> Passage
[Start of section]
From creating the world’s first self-cleaning water bottle to achieving the highest valuation in Shark Tank history, LARQ’s entrepreneurial journey has been nothing short of success.
At BigCommerce’s 2021 Make it Big Conference, LARQ Co-Founder and CEO Justin Wang sat down with BigCommerce Content Marketing Manager Beatriz Estay to discuss how LARQ launched its direct-to-consumer (DTC) business and scaled into offline channels.
Justin Wang’s Key Takeaways at Make it Big
In this Make it Big 2021 session, Justin outlined LARQ’s approach to DTC success starting with step number one: understand your customer. Justin continued the session with keys to scaling your business and creating a brand experience that transcends in a hybrid retail environment.
Here are a few key takeaways from Justin Wang’s Make it Big session:
Beatriz Estay: Walk us through the approach you took when it came to creating your brand and marketing strategy.
Justin Wang: “We had to start with a product, and we had to start with the consumer. So we did a lot of consumer research — a lot of consumer studies in terms of what people were doing on a daily basis. And we had identified a few problems, right?
“The problem is in the fact that people don’t have access to reusable water bottles and the fact that [big brand names] were falling a little bit short in terms of providing what the consumers are looking for. And when we dug into that consumer, we realized a few things really stood out.
[End of section]
> Exercises to complete
1) Copy the LARQ passage from "Here are a few" to "and marketing strategy.".
2) Render this sentence from the LARQ passage in Spanish: "We had to start with a product, and we had to start with the consumer."
3) According to the LARQ passage, who is the co-founder and CEO of LARQ?
These lines were taken from a separate source.

Stored data entries
[Start of section]
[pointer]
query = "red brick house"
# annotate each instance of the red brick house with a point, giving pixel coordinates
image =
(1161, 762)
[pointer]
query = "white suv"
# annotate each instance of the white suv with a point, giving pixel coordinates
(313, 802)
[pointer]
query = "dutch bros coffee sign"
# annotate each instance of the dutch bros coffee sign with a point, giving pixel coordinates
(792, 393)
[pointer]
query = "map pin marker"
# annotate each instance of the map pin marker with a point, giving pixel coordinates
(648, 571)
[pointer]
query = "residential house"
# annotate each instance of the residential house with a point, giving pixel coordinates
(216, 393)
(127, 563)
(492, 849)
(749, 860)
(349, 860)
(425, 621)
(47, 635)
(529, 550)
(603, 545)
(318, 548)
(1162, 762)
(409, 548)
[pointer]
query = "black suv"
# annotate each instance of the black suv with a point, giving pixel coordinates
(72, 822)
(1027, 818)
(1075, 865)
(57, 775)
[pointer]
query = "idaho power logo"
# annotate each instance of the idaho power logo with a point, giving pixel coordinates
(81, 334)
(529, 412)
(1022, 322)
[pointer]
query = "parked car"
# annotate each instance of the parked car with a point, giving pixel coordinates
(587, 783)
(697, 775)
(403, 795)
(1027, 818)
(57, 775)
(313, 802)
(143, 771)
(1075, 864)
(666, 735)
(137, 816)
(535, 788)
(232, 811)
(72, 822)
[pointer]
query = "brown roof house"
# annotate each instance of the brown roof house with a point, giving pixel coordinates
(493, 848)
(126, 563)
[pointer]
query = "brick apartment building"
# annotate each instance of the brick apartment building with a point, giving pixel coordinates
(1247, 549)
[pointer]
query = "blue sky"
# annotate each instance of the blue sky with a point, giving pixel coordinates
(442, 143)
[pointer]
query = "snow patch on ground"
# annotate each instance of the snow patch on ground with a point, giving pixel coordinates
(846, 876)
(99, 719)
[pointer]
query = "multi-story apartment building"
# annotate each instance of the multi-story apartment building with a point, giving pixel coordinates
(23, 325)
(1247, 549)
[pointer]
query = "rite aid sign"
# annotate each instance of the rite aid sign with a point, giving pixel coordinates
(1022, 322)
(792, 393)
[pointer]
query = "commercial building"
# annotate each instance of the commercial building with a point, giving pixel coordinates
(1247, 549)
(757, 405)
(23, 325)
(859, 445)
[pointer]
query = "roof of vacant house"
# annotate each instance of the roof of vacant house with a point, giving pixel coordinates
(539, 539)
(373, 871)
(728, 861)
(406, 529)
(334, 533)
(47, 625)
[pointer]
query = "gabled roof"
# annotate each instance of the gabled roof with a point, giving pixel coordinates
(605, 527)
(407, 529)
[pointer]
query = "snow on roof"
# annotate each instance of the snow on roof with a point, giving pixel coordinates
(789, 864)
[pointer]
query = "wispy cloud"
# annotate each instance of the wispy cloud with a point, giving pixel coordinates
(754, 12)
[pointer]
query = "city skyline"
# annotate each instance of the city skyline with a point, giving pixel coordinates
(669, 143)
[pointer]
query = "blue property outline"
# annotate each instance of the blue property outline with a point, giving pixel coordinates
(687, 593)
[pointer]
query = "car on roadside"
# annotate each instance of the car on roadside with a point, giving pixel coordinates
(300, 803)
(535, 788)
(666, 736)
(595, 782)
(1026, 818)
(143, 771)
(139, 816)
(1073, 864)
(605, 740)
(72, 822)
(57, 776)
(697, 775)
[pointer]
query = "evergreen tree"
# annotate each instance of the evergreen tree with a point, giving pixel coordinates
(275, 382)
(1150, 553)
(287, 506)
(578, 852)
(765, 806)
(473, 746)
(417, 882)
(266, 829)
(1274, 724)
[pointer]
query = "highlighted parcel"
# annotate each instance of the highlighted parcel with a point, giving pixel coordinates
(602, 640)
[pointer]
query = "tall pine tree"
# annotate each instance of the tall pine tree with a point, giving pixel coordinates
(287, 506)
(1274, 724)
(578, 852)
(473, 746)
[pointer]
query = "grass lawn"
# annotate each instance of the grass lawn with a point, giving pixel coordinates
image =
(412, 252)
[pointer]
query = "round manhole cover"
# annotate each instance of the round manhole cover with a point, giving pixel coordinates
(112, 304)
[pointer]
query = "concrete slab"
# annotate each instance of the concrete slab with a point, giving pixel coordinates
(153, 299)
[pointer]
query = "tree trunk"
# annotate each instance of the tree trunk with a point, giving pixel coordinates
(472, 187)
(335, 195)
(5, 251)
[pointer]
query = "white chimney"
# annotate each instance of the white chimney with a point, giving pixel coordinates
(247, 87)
[End of section]
> Task responses
1)
Here are a few key takeaways from Justin Wang’s Make it Big session:
Beatriz Estay: Walk us through the approach you took when it came to creating your brand and marketing strategy.

2) Tuvimos que empezar con un producto, y tuvimos que empezar con el consumidor.

3) Justin Wang.